- _WHAT TO PRODUCE_
Copy each line containing the word "with" from the records that follow, please.

Data entries:
***
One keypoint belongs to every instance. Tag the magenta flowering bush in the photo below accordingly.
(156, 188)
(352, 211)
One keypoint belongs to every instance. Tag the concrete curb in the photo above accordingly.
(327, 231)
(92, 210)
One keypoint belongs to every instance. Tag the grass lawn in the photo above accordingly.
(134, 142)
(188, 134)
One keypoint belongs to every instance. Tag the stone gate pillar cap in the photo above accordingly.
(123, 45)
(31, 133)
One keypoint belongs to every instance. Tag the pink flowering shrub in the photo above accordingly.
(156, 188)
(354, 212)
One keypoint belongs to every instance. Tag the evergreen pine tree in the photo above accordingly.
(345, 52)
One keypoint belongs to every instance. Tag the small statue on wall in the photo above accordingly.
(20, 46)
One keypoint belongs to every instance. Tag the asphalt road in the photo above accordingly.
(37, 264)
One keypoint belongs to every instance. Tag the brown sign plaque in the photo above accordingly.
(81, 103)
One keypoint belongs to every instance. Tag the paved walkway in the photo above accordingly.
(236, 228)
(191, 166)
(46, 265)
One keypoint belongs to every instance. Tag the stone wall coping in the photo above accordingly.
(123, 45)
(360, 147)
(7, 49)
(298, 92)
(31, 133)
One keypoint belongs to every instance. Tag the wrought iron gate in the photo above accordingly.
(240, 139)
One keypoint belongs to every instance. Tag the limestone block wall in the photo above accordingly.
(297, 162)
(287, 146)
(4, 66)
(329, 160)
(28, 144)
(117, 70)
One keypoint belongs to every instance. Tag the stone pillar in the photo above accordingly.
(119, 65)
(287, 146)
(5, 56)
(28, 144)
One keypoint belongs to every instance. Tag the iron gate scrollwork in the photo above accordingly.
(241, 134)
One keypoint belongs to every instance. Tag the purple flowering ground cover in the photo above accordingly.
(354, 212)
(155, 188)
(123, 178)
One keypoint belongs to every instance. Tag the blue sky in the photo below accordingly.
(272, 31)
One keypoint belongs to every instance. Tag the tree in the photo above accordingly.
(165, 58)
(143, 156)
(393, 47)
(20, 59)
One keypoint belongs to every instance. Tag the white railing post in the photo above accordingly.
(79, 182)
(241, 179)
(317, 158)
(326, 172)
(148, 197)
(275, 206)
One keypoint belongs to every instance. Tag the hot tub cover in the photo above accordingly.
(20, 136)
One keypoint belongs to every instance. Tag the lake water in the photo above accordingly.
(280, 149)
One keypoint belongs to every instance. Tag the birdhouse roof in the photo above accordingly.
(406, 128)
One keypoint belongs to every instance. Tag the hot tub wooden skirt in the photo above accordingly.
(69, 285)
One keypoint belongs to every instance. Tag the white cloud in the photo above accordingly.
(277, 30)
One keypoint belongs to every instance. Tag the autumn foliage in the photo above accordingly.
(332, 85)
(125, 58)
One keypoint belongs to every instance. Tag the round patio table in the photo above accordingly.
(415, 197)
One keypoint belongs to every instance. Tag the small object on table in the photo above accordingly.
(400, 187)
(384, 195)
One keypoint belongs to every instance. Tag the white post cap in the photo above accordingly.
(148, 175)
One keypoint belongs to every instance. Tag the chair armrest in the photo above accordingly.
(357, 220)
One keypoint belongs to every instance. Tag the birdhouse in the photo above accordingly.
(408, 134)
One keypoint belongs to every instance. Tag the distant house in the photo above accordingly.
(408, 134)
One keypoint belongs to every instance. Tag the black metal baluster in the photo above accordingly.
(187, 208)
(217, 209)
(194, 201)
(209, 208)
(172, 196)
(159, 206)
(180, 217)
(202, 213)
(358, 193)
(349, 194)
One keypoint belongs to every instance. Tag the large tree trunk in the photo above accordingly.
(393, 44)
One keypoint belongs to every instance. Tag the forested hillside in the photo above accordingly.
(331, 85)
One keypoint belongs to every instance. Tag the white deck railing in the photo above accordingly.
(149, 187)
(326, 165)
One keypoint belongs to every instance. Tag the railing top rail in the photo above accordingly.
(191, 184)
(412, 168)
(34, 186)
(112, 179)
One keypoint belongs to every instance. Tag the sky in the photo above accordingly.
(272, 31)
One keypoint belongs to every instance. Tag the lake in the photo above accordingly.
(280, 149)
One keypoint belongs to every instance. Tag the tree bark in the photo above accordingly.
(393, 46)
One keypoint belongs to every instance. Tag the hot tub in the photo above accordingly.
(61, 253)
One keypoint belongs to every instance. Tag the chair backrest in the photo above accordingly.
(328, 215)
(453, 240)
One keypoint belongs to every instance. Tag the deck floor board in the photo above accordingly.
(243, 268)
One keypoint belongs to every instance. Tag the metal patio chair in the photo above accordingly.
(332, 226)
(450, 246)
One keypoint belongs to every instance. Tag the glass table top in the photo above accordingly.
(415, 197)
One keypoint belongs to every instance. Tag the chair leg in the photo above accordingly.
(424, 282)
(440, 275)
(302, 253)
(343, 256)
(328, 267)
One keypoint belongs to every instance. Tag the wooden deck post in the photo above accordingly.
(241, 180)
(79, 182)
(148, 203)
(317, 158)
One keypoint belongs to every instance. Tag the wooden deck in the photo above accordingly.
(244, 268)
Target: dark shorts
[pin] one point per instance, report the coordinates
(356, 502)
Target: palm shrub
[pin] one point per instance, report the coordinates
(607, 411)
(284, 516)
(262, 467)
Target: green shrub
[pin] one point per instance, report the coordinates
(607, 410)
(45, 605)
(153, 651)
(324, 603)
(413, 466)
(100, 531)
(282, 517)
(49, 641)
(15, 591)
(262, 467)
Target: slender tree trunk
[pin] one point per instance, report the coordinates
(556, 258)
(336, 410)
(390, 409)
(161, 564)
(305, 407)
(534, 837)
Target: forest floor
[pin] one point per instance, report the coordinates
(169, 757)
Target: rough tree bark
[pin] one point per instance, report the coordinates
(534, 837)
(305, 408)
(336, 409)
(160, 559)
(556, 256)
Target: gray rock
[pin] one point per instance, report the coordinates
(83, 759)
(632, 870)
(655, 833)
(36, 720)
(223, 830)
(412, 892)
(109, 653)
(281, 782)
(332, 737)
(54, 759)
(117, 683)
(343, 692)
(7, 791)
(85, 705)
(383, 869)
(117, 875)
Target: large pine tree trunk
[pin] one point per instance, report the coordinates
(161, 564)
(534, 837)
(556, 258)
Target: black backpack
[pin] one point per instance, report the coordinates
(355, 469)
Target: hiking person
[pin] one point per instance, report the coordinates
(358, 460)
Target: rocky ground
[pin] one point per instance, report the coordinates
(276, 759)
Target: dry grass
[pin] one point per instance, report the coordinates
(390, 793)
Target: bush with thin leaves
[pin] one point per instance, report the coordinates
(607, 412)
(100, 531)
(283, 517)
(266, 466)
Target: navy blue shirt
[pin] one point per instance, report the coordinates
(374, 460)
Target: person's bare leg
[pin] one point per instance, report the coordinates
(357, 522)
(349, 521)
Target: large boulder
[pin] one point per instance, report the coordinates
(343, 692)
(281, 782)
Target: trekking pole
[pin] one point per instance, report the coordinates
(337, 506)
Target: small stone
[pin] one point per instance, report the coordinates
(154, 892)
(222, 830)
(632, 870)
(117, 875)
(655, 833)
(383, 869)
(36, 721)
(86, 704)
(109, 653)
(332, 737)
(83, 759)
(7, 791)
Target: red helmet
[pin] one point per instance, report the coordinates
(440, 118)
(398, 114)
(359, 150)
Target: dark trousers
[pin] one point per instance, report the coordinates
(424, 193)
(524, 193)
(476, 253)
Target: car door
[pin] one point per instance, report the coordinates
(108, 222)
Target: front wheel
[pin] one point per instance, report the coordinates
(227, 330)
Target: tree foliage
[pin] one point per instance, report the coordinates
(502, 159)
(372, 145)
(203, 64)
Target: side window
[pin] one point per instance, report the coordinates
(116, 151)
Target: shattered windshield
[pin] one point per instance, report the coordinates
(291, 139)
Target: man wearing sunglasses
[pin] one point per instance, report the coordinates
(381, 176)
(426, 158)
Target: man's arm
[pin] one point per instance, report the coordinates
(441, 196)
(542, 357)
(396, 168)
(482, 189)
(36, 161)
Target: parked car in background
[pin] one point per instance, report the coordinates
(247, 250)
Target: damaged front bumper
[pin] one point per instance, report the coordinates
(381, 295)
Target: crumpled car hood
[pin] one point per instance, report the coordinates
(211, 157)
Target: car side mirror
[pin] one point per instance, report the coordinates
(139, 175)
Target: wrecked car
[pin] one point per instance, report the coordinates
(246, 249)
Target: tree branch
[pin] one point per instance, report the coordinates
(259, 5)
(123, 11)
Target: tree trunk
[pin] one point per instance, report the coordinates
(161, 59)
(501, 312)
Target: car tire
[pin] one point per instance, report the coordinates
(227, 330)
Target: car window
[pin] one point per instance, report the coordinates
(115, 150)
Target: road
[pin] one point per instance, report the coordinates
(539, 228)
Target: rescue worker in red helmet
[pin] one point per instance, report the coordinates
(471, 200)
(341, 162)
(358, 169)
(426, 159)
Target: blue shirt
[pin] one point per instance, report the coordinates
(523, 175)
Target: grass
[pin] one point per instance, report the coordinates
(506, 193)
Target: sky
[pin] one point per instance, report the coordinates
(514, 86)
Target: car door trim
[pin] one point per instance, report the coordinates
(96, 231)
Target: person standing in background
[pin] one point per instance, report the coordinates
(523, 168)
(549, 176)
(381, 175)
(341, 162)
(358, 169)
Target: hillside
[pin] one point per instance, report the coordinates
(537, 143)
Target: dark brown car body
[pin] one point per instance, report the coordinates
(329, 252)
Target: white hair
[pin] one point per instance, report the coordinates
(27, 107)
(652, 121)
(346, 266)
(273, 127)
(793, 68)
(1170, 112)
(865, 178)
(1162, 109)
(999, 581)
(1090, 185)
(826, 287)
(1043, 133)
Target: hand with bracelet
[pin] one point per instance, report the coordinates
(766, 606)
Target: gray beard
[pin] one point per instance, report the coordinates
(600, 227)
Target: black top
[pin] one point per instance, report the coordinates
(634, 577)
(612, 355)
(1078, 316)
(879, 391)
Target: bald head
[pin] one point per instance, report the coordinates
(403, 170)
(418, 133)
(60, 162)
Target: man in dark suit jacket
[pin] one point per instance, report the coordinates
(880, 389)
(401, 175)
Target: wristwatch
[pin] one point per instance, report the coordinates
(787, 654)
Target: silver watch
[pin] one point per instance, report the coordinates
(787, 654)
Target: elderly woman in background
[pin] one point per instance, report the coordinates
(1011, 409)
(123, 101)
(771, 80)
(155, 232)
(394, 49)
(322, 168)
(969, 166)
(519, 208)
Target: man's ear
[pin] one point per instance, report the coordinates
***
- _RESPONSE BELOW_
Target: bush with thin leaves
Target: hand with bracelet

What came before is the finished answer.